> **Extracted text**:
━━━━━━━━━━━━━━━━

Feminist art in South Korea consists of 40 odd years of dynamic history. This history has been intertwined with South Korea’s unique political, social, and cultural changes and has gained momentum from domestic and international feminist theory and discourse. Feminist art, however, is still considered a very distinctive and independent field in the South Korean art world.
Under the influence of the second wave of the Western women’s movement and feminist theory, Koreans began to recognize the importance of women’s issues in the late 1970s, and women’s studies were established in the early 1980s within the institutional system. During this time, women’s organizations in the private sector were launched one after another and actively orchestrated social movements to solve women’s issues. These women’s organizations collaborated with the democracy and labor movements to form a united protest against Chun Doohwan’s military regime (1981-88). They also insisted that women’s liberation was tied to human liberation and thus claimed to establish an equal society by radically challenging tenets of the social structure suppressing women, such as capitalism and imperialism.

━━━━━━━━━━━━━━━━

> **Exercise set**:
1. Answer these questions about the passage on feminist art in South Korea:
(a) About how many years of history does feminist art in South Korea have?
(b) When were women's studies established within the institutional system?
(c) Whose military regime did the women's organizations protest against, and during which years?
2. Do these statements agree with the passage on feminist art in South Korea? Answer yes or no for each, quoting the words that decide it.
(a) Feminist art is no longer seen as a separate field in the South Korean art world.
(b) Koreans began to recognize the importance of women's issues in the late 1970s.
(c) The women's organizations kept apart from other protest movements.
3. How would you say this sentence from the passage on feminist art in South Korea in Spanish: "Feminist art in South Korea consists of 40 odd years of dynamic history."?
Answer using only the text on feminist art in South Korea.

━━━━━━━━━━━━━━━━

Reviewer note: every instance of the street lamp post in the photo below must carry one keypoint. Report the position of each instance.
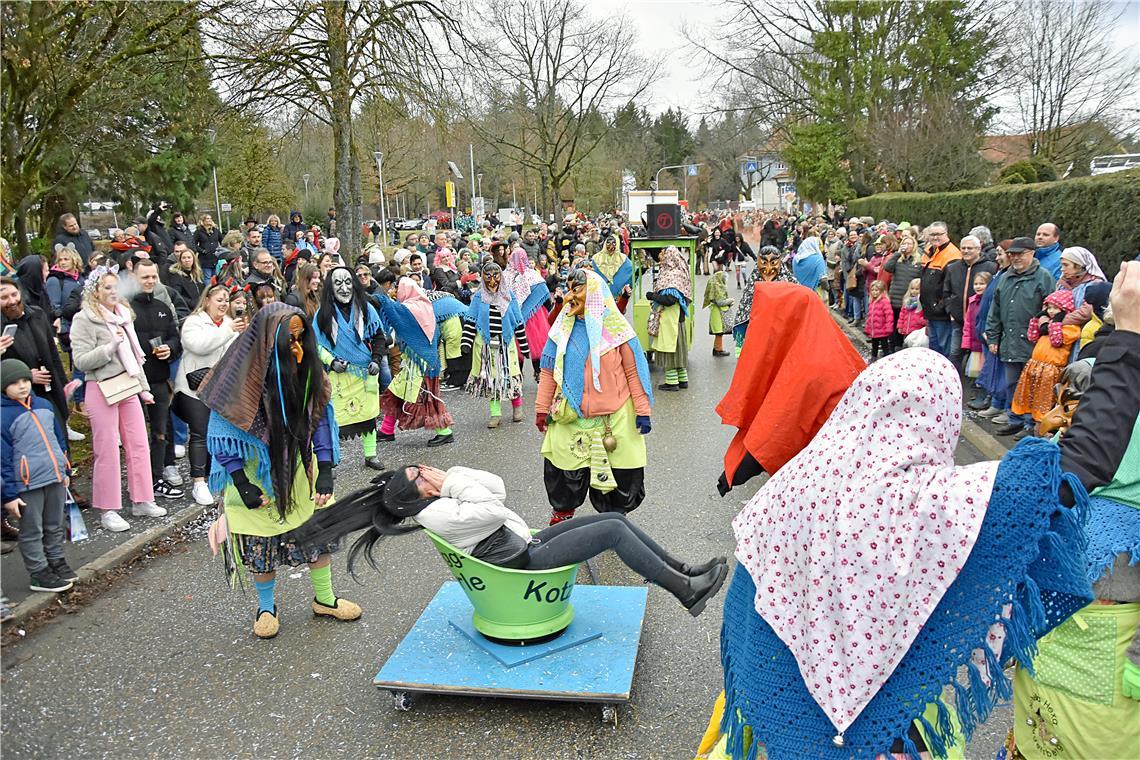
(480, 179)
(380, 173)
(213, 170)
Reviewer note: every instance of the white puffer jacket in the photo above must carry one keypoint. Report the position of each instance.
(470, 507)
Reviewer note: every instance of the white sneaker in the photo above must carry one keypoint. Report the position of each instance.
(147, 509)
(113, 522)
(171, 475)
(202, 495)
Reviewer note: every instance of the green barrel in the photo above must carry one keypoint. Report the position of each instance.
(509, 604)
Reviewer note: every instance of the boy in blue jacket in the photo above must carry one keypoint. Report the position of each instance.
(35, 474)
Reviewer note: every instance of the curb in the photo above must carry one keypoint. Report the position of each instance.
(119, 556)
(974, 433)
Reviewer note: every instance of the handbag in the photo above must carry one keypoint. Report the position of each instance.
(119, 387)
(653, 325)
(194, 380)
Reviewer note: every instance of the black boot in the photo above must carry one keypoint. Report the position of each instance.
(693, 591)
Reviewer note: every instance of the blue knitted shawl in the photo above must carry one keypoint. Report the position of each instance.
(480, 313)
(573, 369)
(350, 346)
(621, 278)
(409, 336)
(1114, 529)
(1029, 553)
(226, 439)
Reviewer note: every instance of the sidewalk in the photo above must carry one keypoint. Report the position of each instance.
(977, 431)
(100, 553)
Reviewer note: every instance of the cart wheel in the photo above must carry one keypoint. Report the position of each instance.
(401, 701)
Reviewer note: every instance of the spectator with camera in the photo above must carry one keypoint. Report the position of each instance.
(156, 327)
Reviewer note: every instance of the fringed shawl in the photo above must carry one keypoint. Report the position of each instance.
(1028, 557)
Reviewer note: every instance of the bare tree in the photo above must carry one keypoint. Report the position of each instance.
(1068, 73)
(324, 58)
(569, 72)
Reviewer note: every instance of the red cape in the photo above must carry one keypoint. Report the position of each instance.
(795, 366)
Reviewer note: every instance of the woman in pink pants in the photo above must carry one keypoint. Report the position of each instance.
(104, 345)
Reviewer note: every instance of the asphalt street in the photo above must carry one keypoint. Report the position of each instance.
(164, 663)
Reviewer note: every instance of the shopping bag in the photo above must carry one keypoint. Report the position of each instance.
(76, 529)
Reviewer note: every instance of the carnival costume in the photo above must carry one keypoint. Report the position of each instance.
(413, 398)
(351, 345)
(719, 304)
(1051, 349)
(273, 436)
(495, 336)
(594, 405)
(770, 268)
(616, 269)
(858, 595)
(531, 294)
(1082, 696)
(672, 297)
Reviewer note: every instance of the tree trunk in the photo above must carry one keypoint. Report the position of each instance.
(348, 230)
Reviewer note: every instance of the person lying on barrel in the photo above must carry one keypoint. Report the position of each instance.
(466, 508)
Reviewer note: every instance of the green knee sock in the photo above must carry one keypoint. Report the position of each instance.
(323, 585)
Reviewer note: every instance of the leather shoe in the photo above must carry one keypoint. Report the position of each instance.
(341, 610)
(979, 403)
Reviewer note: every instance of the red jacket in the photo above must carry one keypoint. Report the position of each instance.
(880, 318)
(910, 319)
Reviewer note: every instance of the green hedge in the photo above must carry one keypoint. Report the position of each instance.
(1097, 212)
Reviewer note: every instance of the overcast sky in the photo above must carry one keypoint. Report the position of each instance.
(659, 25)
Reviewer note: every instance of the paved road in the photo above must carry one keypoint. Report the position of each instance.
(164, 663)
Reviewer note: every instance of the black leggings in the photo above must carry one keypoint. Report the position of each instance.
(581, 538)
(196, 416)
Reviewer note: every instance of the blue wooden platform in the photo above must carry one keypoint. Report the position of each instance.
(593, 661)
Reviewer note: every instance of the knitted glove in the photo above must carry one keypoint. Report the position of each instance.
(1130, 685)
(251, 495)
(324, 483)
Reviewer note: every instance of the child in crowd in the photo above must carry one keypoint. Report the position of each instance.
(879, 321)
(1052, 344)
(35, 473)
(971, 341)
(910, 316)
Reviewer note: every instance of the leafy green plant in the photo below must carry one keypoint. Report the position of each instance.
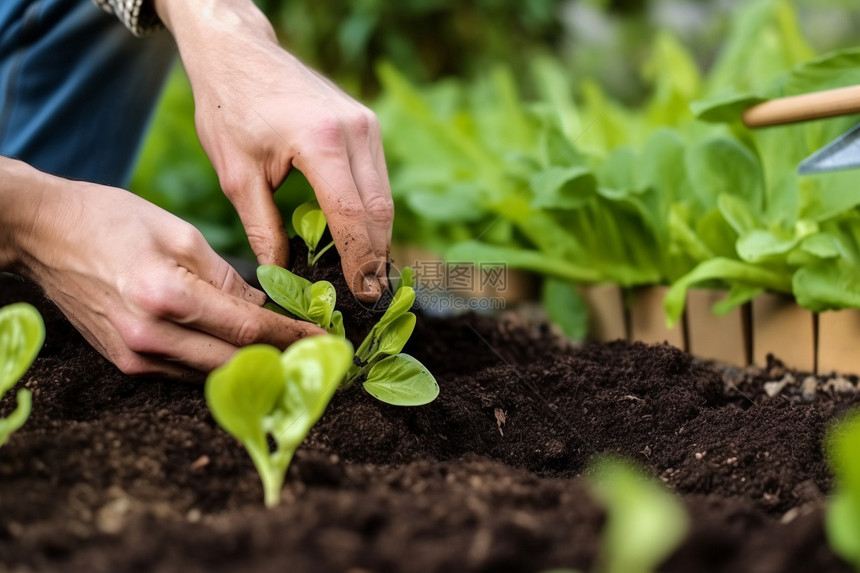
(309, 223)
(22, 333)
(388, 374)
(262, 392)
(644, 524)
(843, 514)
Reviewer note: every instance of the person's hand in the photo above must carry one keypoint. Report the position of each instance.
(259, 112)
(142, 286)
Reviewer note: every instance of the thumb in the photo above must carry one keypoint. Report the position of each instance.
(255, 205)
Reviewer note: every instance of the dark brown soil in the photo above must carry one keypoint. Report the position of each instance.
(116, 474)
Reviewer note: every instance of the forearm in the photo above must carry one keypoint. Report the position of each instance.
(21, 190)
(201, 26)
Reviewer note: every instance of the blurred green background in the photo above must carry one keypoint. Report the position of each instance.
(601, 41)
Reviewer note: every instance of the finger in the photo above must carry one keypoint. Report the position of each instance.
(332, 180)
(255, 204)
(375, 192)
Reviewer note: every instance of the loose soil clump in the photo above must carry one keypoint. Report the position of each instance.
(116, 474)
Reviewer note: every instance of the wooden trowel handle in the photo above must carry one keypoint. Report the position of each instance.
(816, 105)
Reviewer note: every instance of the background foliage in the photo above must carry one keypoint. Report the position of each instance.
(630, 66)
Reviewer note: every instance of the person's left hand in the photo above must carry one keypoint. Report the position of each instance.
(259, 112)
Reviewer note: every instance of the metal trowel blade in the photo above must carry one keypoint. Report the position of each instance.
(841, 153)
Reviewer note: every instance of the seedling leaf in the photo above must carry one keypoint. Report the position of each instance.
(401, 380)
(262, 392)
(22, 333)
(394, 336)
(843, 514)
(309, 222)
(645, 523)
(321, 301)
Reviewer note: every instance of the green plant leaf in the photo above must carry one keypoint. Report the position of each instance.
(287, 289)
(243, 392)
(263, 392)
(722, 270)
(644, 523)
(321, 300)
(394, 336)
(313, 368)
(309, 222)
(337, 328)
(19, 415)
(402, 381)
(842, 521)
(22, 333)
(563, 188)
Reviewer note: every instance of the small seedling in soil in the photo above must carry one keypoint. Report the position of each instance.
(262, 392)
(644, 522)
(309, 223)
(388, 374)
(22, 333)
(843, 514)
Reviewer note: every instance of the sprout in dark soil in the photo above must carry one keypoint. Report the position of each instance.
(644, 523)
(843, 514)
(22, 333)
(388, 374)
(309, 223)
(262, 392)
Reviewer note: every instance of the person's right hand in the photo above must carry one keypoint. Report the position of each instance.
(141, 285)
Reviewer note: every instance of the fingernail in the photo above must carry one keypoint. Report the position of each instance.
(371, 287)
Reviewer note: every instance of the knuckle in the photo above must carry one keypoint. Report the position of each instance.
(329, 133)
(249, 332)
(379, 210)
(131, 364)
(188, 240)
(158, 299)
(350, 208)
(138, 336)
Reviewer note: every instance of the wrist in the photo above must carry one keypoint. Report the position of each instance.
(20, 189)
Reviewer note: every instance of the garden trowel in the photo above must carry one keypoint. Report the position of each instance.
(841, 153)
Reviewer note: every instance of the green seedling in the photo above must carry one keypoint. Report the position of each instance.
(22, 333)
(302, 299)
(843, 514)
(309, 223)
(388, 374)
(644, 524)
(262, 392)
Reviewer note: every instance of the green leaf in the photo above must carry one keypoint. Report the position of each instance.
(19, 415)
(309, 223)
(244, 391)
(525, 259)
(644, 522)
(565, 307)
(337, 328)
(723, 166)
(322, 297)
(394, 336)
(407, 278)
(563, 188)
(285, 288)
(842, 521)
(313, 368)
(720, 269)
(402, 381)
(22, 333)
(726, 107)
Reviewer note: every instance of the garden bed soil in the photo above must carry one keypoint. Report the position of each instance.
(118, 474)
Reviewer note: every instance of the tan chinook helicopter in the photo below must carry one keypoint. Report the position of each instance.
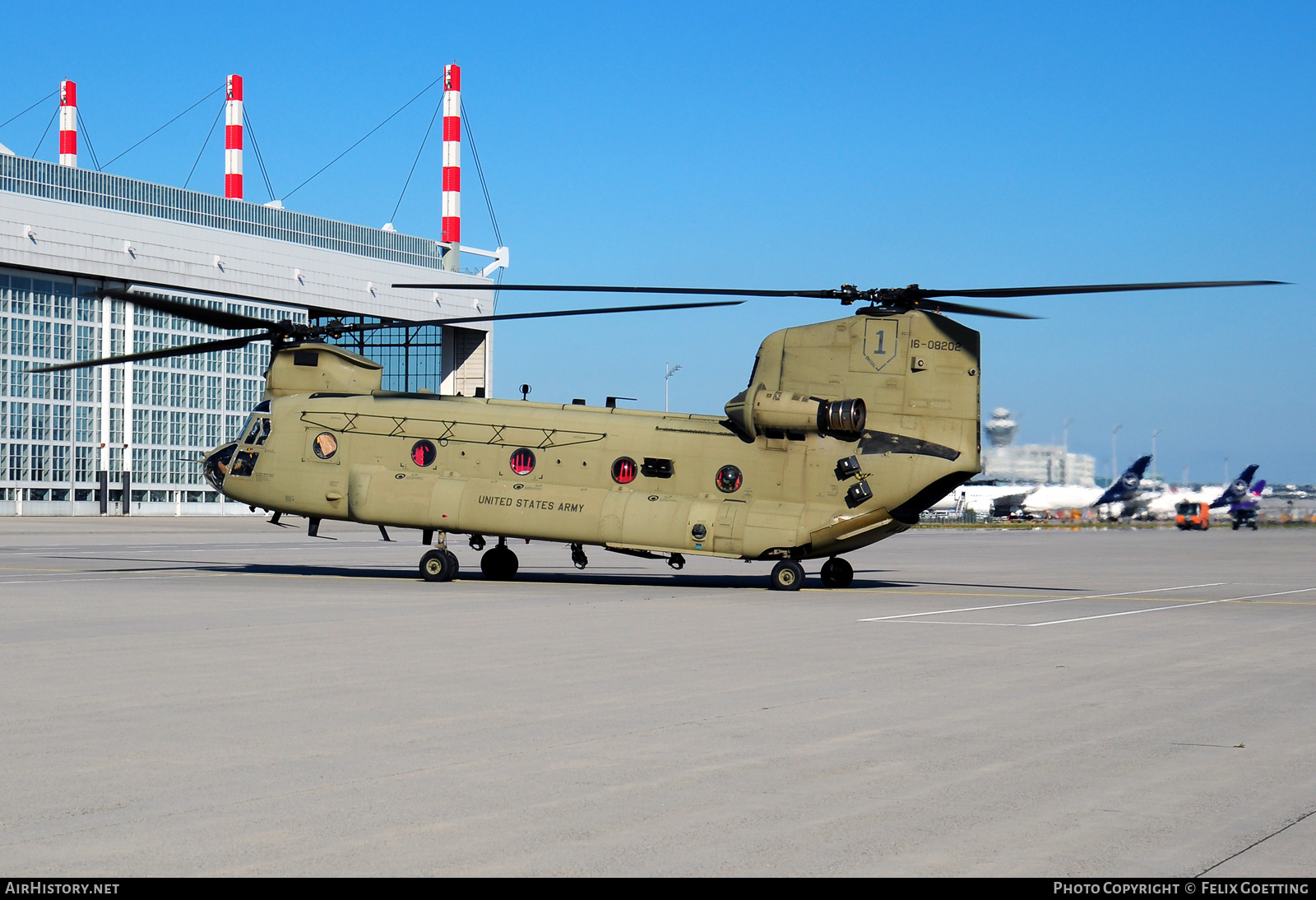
(846, 432)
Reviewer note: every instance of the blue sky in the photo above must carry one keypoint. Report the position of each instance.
(795, 145)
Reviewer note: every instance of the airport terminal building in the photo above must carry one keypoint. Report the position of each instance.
(127, 438)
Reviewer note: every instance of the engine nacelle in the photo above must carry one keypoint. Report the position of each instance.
(794, 412)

━━━━━━━━━━━━━━━━

> **Solutions for each task**:
1.
(a) About 40 years ("40 odd years").
(b) In the early 1980s.
(c) Chun Doohwan's military regime, 1981-88.

2.
(a) No: "Feminist art, however, is still considered a very distinctive and independent field in the South Korean art world."
(b) Yes: "Koreans began to recognize the importance of women’s issues in the late 1970s"
(c) No: "These women’s organizations collaborated with the democracy and labor movements"

3. El arte feminista en Corea del Sur consta de unos 40 años de historia dinámica.